YOUR OBJECTIVE -
Can you lay out every line of the listing below as a Markdown table with two columns, Row for the line's number and Line for its text, leaving out any blank lines?

[Detection examples]
....
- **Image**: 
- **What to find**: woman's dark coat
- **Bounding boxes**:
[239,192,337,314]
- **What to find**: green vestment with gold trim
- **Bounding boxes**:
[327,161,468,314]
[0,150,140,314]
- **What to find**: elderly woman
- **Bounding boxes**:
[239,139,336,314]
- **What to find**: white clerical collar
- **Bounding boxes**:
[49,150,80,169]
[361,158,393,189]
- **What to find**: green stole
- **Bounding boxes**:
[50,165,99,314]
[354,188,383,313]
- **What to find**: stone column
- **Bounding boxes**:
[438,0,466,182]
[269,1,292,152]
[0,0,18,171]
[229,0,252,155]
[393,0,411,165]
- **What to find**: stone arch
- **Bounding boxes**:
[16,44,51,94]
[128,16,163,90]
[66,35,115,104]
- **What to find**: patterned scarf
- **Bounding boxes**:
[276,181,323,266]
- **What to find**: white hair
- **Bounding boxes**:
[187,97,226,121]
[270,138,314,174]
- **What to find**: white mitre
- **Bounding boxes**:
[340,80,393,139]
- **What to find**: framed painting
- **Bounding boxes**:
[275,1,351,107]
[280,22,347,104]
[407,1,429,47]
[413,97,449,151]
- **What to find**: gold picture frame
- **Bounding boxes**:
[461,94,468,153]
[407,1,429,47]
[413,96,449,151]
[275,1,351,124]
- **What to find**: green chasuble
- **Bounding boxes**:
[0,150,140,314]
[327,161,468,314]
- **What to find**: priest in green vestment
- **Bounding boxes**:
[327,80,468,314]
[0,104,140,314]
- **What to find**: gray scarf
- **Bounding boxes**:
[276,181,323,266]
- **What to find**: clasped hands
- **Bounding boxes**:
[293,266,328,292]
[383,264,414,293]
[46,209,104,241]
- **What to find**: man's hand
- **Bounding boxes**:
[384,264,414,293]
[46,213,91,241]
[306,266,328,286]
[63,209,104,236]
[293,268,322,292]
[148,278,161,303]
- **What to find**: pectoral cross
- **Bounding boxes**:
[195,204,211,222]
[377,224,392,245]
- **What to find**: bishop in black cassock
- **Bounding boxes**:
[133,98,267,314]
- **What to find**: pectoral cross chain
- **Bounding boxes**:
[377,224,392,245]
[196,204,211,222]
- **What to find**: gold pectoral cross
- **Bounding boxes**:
....
FULL ANSWER -
| Row | Line |
|---|---|
| 1 | - **Image**:  |
| 2 | - **What to find**: woman's dark coat |
| 3 | - **Bounding boxes**: |
| 4 | [239,192,337,314] |
| 5 | - **What to find**: green vestment with gold trim |
| 6 | - **Bounding boxes**: |
| 7 | [327,161,468,314] |
| 8 | [0,150,140,314] |
| 9 | - **What to find**: elderly woman |
| 10 | - **Bounding boxes**: |
| 11 | [239,139,336,314] |
| 12 | - **What to find**: white clerical collar |
| 13 | - **Bounding boxes**: |
| 14 | [49,150,80,169] |
| 15 | [361,158,393,189] |
| 16 | - **What to find**: green stole |
| 17 | - **Bounding boxes**: |
| 18 | [50,165,99,314] |
| 19 | [354,188,383,313] |
| 20 | - **What to find**: stone column |
| 21 | - **Bounding boxes**: |
| 22 | [438,0,466,182] |
| 23 | [269,1,292,152] |
| 24 | [0,0,18,171] |
| 25 | [229,0,252,155] |
| 26 | [393,0,411,165] |
| 27 | - **What to find**: stone arch |
| 28 | - **Bounding boxes**: |
| 29 | [16,44,51,94] |
| 30 | [128,16,163,90] |
| 31 | [66,35,115,104] |
| 32 | - **What to find**: patterned scarf |
| 33 | - **Bounding boxes**: |
| 34 | [276,181,323,266] |
| 35 | - **What to find**: white hair |
| 36 | - **Bounding boxes**: |
| 37 | [187,97,226,121] |
| 38 | [270,138,314,174] |
| 39 | - **What to find**: white mitre |
| 40 | - **Bounding boxes**: |
| 41 | [340,80,393,139] |
| 42 | - **What to find**: framed painting |
| 43 | - **Bounding boxes**: |
| 44 | [275,1,351,107] |
| 45 | [280,22,347,104] |
| 46 | [407,1,429,47] |
| 47 | [413,97,449,151] |
| 48 | - **What to find**: gold picture frame |
| 49 | - **Bounding boxes**: |
| 50 | [461,94,468,153] |
| 51 | [407,1,429,47] |
| 52 | [413,96,449,151] |
| 53 | [275,1,351,124] |
| 54 | - **What to find**: green chasuble |
| 55 | - **Bounding boxes**: |
| 56 | [0,150,140,314] |
| 57 | [327,161,468,314] |
| 58 | - **What to find**: priest in green vestment |
| 59 | - **Bounding boxes**: |
| 60 | [327,80,468,314] |
| 61 | [0,104,140,314] |
| 62 | - **What to find**: gray scarf |
| 63 | - **Bounding boxes**: |
| 64 | [276,181,323,266] |
| 65 | - **What to find**: clasped hands |
| 66 | - **Bounding boxes**: |
| 67 | [293,266,328,292] |
| 68 | [383,264,414,293] |
| 69 | [46,209,104,241] |
| 70 | - **What to find**: man's hand |
| 71 | - **Bounding boxes**: |
| 72 | [384,264,414,293] |
| 73 | [46,213,91,241] |
| 74 | [306,266,328,286] |
| 75 | [63,209,104,236] |
| 76 | [293,268,322,292] |
| 77 | [148,278,161,303] |
| 78 | - **What to find**: pectoral cross |
| 79 | - **Bounding boxes**: |
| 80 | [195,204,211,222] |
| 81 | [377,224,392,245] |
| 82 | - **What to find**: bishop in black cassock |
| 83 | - **Bounding boxes**: |
| 84 | [133,98,267,314] |
| 85 | - **What to find**: pectoral cross chain |
| 86 | - **Bounding boxes**: |
| 87 | [377,224,392,245] |
| 88 | [196,204,211,222] |
| 89 | - **What to find**: gold pectoral cross |
| 90 | - **Bounding boxes**: |